▸ Text segment:
Next, for a perspective from inside the Judicial Conference, Berg set out to find judges who comprised the oversight group. But there were a couple immediate roadblocks. For one, the names of the judges that make up Judicial Conference are kept confidential. Berg says she was able to put together a pretty exhaustive list of members using archives of congressional records where names were mentioned, court documents and official conference notices. “One of the best things was their letterhead,” Berg says. “Whenever they sent it out, they had every single member listed [on the letterhead], so we were tracking down when letters had been sent out and then getting all the names from there.”
But even when Berg tracked down most of the conference member names, federal laws protecting judges kept much of their contact information hidden from the public eye. “You have to get creative in tracking down cell phones, addresses, emails for judges,” Berg says. For instance, where information about a judge might not be available, perhaps a reporter could find something listed publicly about the judge’s spouse. Or maybe a phone number was inadvertently listed with a property record connected to a judge. Perhaps a judge or their spouse volunteered at their church or synagogue, and an email was listed in a congregational bulletin. “It’s really different for everyone,” Berg says.

▸ Dataset entries:
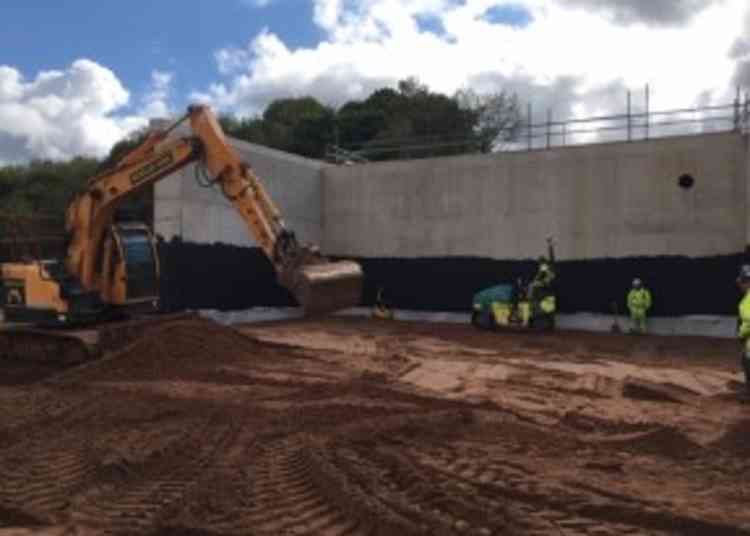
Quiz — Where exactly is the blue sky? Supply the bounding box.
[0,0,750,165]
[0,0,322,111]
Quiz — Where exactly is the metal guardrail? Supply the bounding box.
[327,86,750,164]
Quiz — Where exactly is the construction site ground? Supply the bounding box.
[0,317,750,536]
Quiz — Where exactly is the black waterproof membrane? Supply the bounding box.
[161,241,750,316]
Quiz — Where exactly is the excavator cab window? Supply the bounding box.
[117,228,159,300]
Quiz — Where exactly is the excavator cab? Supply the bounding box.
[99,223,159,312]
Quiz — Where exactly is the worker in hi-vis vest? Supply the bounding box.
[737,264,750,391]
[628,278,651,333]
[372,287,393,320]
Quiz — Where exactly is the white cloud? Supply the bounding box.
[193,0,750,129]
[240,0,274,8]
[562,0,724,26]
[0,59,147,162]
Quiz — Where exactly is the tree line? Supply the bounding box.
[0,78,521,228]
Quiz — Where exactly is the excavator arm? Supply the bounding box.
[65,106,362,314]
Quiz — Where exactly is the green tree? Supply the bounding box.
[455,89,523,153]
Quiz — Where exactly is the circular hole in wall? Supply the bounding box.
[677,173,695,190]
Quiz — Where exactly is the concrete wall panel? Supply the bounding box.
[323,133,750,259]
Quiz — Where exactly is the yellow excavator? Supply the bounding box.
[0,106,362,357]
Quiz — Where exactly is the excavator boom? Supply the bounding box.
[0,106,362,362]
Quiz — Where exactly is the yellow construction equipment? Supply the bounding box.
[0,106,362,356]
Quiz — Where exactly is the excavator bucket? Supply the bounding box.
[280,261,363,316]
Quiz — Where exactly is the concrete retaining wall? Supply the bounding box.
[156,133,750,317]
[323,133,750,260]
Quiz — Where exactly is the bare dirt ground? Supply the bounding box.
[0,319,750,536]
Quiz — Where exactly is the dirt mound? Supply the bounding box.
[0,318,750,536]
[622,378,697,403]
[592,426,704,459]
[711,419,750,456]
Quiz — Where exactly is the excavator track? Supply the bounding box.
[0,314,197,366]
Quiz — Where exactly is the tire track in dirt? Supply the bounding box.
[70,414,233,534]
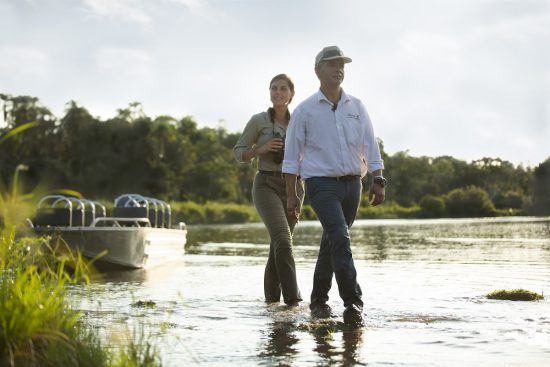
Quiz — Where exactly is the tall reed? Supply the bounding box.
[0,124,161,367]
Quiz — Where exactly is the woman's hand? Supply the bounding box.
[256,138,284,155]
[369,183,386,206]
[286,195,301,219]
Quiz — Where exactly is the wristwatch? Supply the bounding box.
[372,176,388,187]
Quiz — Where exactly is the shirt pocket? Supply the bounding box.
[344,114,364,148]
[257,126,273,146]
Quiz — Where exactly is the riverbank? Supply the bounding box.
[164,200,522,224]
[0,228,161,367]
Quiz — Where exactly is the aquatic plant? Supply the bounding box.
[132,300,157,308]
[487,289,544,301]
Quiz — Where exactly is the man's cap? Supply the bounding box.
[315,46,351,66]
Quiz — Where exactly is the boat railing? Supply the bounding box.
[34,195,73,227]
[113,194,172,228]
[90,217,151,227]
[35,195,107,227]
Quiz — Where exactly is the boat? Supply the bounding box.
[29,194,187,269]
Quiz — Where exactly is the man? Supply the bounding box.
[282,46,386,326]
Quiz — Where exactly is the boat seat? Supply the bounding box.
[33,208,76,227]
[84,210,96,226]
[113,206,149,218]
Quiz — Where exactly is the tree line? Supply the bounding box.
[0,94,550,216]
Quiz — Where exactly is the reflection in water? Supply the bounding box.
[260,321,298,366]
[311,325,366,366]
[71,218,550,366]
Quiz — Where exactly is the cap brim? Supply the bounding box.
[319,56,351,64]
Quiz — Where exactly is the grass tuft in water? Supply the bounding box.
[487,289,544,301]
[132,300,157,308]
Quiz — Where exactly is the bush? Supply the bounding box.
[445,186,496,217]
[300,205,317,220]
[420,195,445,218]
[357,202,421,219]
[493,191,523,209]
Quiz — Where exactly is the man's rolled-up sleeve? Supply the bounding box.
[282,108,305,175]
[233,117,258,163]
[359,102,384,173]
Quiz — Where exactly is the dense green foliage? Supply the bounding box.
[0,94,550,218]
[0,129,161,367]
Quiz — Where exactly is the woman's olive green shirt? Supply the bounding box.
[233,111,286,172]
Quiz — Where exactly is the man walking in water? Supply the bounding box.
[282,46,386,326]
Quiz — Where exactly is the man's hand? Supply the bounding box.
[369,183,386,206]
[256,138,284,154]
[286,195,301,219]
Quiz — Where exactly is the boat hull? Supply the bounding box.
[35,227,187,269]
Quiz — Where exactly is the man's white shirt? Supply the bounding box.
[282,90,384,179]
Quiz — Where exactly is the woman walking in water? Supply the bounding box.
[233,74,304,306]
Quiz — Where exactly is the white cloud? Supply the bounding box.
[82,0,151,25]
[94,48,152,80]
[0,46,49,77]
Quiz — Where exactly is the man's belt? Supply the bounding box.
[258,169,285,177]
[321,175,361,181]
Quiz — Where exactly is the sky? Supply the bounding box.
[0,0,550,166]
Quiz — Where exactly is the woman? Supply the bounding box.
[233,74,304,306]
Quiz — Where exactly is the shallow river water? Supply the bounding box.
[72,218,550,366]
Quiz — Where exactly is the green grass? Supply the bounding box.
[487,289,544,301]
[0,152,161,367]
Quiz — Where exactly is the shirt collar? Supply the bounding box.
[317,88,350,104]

==

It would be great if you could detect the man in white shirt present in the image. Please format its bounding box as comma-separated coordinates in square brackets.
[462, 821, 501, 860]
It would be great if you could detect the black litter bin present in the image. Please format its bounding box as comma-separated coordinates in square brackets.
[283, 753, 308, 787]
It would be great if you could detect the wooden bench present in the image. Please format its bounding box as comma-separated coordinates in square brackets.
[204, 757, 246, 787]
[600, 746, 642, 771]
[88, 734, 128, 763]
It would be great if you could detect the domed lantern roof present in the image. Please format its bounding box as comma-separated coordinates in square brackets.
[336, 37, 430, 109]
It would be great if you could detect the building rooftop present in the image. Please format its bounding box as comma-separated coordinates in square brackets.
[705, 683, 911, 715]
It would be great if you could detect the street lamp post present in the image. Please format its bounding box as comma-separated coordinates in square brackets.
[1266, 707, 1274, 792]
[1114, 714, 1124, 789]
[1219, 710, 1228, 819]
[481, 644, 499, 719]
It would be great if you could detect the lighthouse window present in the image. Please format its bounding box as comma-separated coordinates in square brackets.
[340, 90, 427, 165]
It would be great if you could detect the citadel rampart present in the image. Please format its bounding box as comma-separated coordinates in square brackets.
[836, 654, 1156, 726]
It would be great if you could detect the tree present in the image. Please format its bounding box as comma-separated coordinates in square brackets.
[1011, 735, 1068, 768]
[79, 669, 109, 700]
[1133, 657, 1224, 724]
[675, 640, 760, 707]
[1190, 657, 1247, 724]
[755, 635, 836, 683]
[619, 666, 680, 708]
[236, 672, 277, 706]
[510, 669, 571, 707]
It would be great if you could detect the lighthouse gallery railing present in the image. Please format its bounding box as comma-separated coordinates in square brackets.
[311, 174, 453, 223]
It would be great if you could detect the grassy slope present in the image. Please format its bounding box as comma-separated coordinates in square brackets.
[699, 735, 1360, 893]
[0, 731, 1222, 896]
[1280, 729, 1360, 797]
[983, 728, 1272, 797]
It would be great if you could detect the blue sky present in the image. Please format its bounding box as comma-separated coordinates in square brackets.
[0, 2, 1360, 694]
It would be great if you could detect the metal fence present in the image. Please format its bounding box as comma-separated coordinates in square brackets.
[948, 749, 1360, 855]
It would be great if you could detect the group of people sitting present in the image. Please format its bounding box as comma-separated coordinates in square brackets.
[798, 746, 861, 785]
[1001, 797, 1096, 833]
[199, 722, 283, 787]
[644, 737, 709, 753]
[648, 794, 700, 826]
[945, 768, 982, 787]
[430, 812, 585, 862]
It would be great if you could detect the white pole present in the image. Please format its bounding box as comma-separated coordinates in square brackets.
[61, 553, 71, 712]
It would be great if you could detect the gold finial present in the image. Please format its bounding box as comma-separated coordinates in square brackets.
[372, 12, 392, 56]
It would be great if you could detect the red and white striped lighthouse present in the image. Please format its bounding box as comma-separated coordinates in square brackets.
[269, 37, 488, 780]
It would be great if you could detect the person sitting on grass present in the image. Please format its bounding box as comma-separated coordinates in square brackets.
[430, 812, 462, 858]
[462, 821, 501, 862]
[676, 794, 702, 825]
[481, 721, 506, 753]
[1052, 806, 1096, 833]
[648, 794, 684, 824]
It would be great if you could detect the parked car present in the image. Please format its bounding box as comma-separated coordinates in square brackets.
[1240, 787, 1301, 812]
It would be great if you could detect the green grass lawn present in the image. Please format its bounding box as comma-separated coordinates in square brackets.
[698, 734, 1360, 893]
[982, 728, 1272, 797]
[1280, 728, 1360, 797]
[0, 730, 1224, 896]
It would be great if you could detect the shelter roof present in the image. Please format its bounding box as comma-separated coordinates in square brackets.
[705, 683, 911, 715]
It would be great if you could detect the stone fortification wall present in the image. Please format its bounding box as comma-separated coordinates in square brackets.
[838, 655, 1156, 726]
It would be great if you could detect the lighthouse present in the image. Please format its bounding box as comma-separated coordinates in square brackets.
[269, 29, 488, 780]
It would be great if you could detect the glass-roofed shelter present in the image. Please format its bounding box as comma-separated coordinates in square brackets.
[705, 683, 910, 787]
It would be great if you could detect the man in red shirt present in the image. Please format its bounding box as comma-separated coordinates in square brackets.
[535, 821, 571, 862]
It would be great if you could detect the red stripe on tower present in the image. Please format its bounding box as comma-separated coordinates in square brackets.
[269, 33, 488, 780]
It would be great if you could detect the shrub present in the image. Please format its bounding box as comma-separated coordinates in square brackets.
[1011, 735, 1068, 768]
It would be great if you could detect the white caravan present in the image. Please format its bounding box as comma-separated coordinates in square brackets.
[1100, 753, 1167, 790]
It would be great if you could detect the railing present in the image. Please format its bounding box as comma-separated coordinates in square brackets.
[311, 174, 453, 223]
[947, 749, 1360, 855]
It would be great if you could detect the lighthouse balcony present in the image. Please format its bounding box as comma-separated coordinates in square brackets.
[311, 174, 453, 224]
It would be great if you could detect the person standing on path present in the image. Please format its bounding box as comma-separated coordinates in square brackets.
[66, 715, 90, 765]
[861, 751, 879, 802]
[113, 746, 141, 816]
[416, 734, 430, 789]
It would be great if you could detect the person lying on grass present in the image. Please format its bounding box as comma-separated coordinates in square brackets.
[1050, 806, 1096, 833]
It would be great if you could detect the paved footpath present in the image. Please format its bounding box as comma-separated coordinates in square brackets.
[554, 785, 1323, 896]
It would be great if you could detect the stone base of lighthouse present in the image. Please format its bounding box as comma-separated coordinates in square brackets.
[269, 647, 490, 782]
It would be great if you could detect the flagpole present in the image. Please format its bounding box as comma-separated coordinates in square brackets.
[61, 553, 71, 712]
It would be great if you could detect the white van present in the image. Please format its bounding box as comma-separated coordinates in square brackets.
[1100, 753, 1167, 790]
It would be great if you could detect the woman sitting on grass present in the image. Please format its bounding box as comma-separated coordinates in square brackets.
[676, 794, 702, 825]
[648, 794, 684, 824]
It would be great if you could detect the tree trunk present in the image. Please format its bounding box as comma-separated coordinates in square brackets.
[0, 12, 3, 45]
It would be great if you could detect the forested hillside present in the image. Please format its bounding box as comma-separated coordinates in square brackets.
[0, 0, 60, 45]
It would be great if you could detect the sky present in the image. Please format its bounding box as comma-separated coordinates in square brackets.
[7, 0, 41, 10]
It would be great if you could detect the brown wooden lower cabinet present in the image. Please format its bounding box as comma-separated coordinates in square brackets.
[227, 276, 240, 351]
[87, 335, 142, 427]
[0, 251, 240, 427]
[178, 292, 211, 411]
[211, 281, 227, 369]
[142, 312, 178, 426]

▸ Actions to take:
a. Answer these questions using the passage about Berg's reporting on the Judicial Conference:
(i) What did Berg call "one of the best things" for finding the names of conference members?
(ii) What kept much of the judges' contact information hidden from the public?
(iii) In what kind of publication might a judge's or spouse's email turn up if they volunteered at a church or synagogue?
b. Write the next part of the passage about Berg's reporting on the Judicial Conference, picking up after its final sentence.
The items have nothing to do with the tasks.

▸ Answer section:
a.
(i) Their letterhead, which listed every member whenever they sent letters out.
(ii) Federal laws protecting judges.
(iii) A congregational bulletin.

b.
Recognition and new projects
ProPublica’s deep dive into the Judicial Conference, which Berg coproduced with Brett Murphy, is part of the “Friends of the Court” series that led to a Senate Finance Committee investigation and to the Supreme Court adopting a first-ever conduct code. Besides its real-world impact, the series is also racking up some serious nominations and awards. ProPublica has already won USC’s Selden Ring award for investigative reporting and the George Polk Award for national reporting. ProPublica is a finalist for both Syracuse University’s Toner Prize and the Goldsmith Prize from Harvard’s Shorenstein Center on Media, Politics and Public Policy. Most notably, the investigation received the 2024 Pulitzer Prize for Public Service on May 6. But if the nominations and awards mean anything to Berg—who has since investigated Chinese organized crime’s connection to America’s illegal marijuana market—it’s only that they reaffirm the countless hours of reporting, writing and fact-checking the ProPublica team put into the Supreme Court investigation. Berg’s concern remains with the accountability her work—and all investigative journalism—creates for the wealthy and powerful. “I feel like it’s sort of cliché, but right now there’s a lot of distrust of media,” Berg says. “To be able to put out something so transparent and nuanced and ironclad was, in addition to accountability, such a great way to educate the public about how investigative journalism works.”